» SUA TAREFA
Transcreva fielmente, do texto sobre a campanha de Sinclair ao governo da Califórnia, tudo o que vai de "Embora Sinclair pudesse" até "um coturno ajudarão.".

Ele concorreu duas vezes para o governo do estado da Califórnia na linha socialista, com poucos resultados, mas a eleição de Franklin Delano Roosevelt em 1932 o encorajou a dar aos democratas uma reviravolta.

Enquanto ele apoiava o New Deal, viu que o plano não iria longe o suficiente. Hugh Johnson, que fez parte da Administração de Recuperação Nacional (National Recovery Administration) de Roosevelt, tinha permitido a existência de grandes negócios para subverter suas diretrizes, e pairava uma greve do setor têxtil. Aproximadamente uma em cada quatro pessoas estava sob assistência do New Deal em Nova York, e os números eram apenas um pouco melhores em muitas outras grandes cidades. Pagamentos adequados de assistência e alguma forma de segurança social foram prometidos, mas ainda não realizados até então.

Então, o membro mais conhecido do Partido Socialista no país mudou sua filiação para o Partido Democrata e usou sua caneta uma vez mais, escrevendo e publicando por conta própria um panfleto, “Eu, Governador da Califórnia e como acabei com a pobreza” (I, Governor of California and How I Ended Poverty). Dessa forma, ele começou a fazer sua fantasia se tornar realidade.

Embora Sinclair pudesse ter milhares de votos sozinho, com base no reconhecimento em torno de seu nome, ele considerou que um movimento de massa seria a sua maior esperança. Milhares de pessoas rapidamente se juntaram à causa, organizando clubes da Liga pelo Fim da Pobreza (End Poverty League) por todo o estado. Nota para Obama (e para o Occupy?): um plano detalhado, passo a passo – “um plano de fuga”, como Sinclair colocou – e um coturno ajudarão.

» MATERIAL FORNECIDO
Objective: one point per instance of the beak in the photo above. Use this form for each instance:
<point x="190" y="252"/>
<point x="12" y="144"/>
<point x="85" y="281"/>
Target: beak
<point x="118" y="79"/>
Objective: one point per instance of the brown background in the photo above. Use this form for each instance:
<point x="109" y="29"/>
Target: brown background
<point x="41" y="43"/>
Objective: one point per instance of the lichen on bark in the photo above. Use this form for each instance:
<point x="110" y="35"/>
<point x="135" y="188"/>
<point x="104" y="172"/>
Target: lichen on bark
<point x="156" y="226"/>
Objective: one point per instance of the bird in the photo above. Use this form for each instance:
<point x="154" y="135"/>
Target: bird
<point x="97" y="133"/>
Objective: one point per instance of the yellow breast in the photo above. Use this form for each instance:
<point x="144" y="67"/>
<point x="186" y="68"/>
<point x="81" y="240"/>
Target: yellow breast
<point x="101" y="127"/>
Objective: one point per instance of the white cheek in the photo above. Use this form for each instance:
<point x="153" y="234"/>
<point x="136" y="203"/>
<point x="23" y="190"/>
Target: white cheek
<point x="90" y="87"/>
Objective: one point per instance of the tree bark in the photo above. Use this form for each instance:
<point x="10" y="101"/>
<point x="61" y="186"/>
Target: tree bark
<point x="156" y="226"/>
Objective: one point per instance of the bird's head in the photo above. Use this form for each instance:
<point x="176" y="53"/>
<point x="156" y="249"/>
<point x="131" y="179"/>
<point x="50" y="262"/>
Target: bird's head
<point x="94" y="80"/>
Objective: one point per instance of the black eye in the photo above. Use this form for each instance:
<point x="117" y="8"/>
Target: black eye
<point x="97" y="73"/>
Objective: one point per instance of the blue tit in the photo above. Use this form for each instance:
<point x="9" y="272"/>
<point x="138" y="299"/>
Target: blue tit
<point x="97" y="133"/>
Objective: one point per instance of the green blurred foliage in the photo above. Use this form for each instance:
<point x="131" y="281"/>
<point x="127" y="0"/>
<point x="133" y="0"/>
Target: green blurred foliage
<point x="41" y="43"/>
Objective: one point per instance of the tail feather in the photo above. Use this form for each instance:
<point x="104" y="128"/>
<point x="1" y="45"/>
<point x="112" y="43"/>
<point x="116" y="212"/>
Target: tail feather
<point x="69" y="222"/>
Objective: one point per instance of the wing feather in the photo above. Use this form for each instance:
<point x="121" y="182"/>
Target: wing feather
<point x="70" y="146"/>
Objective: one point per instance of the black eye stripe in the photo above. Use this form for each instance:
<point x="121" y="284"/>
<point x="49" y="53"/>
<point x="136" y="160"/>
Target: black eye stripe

» RESPOSTA À TAREFA
Embora Sinclair pudesse ter milhares de votos sozinho, com base no reconhecimento em torno de seu nome, ele considerou que um movimento de massa seria a sua maior esperança. Milhares de pessoas rapidamente se juntaram à causa, organizando clubes da Liga pelo Fim da Pobreza (End Poverty League) por todo o estado. Nota para Obama (e para o Occupy?): um plano detalhado, passo a passo – “um plano de fuga”, como Sinclair colocou – e um coturno ajudarão.